- Available data:
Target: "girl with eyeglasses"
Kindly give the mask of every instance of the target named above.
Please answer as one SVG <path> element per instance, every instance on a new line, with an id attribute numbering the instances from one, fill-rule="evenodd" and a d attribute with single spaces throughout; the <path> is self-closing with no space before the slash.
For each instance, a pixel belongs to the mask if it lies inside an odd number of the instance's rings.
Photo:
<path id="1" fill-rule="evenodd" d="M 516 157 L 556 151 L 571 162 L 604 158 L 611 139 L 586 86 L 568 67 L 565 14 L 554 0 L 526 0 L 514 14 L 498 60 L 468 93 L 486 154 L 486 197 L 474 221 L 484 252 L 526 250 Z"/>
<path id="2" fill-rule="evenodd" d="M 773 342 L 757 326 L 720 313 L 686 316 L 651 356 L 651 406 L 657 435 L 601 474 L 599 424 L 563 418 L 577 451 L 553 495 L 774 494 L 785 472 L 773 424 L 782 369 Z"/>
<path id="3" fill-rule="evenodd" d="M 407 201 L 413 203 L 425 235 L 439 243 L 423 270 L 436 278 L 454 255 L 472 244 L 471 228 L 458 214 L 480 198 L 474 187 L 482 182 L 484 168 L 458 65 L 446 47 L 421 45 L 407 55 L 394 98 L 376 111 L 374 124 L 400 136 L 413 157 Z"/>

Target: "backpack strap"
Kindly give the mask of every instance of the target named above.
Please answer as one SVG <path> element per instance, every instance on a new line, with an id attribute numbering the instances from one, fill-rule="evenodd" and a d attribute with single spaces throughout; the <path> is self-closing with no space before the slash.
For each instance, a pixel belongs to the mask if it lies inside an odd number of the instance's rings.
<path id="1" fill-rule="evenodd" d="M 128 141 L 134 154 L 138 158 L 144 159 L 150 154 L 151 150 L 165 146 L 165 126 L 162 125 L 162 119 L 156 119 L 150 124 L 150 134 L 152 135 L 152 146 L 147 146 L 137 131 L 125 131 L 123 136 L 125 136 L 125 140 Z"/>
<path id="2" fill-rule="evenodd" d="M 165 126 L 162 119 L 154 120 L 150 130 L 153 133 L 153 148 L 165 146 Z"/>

- What needs to be done:
Could you copy out all the material word for word?

- Task solution:
Target: "girl with eyeglasses"
Kindly give the mask of every instance of the target named above.
Please answer as one SVG <path> element per instance, every instance on a new line, with an id attribute numbering the instances from one, fill-rule="evenodd" and a d attribute with single spaces throughout; the <path> is self-closing with no space before the slash.
For each instance, a pixel belongs to the mask if it lies inside an odd number of the instance's rings.
Photo:
<path id="1" fill-rule="evenodd" d="M 516 157 L 556 151 L 571 162 L 604 158 L 611 139 L 586 86 L 568 67 L 565 14 L 554 0 L 526 0 L 514 14 L 498 60 L 468 93 L 486 154 L 486 197 L 474 221 L 484 252 L 526 250 Z"/>
<path id="2" fill-rule="evenodd" d="M 773 342 L 757 326 L 720 313 L 686 316 L 651 356 L 651 406 L 657 435 L 601 474 L 599 424 L 563 418 L 577 451 L 553 495 L 774 494 L 785 472 L 773 424 L 782 369 Z"/>
<path id="3" fill-rule="evenodd" d="M 407 201 L 413 203 L 425 235 L 439 243 L 423 270 L 436 278 L 454 255 L 472 244 L 471 228 L 458 214 L 480 198 L 474 187 L 482 182 L 484 168 L 458 65 L 446 47 L 421 45 L 407 55 L 394 98 L 376 111 L 374 124 L 400 136 L 413 157 Z"/>

Target: "backpack strap"
Kindly give the mask of every instance of the target named above.
Please answer as one SVG <path> element per instance, every instance on a new line, with an id attribute numbering the instances from one, fill-rule="evenodd" and a d attribute with single spaces throughout; the <path> is self-closing with no space before the slash.
For each instance, a pixel belongs to the mask if it lies inside an odd number of the instance's rings.
<path id="1" fill-rule="evenodd" d="M 128 141 L 134 154 L 138 158 L 144 159 L 150 154 L 151 150 L 165 146 L 165 126 L 162 125 L 162 119 L 156 119 L 150 124 L 150 134 L 152 135 L 152 146 L 147 146 L 137 131 L 125 131 L 123 136 L 125 136 L 125 140 Z"/>
<path id="2" fill-rule="evenodd" d="M 165 126 L 162 119 L 154 120 L 150 130 L 153 133 L 153 148 L 165 146 Z"/>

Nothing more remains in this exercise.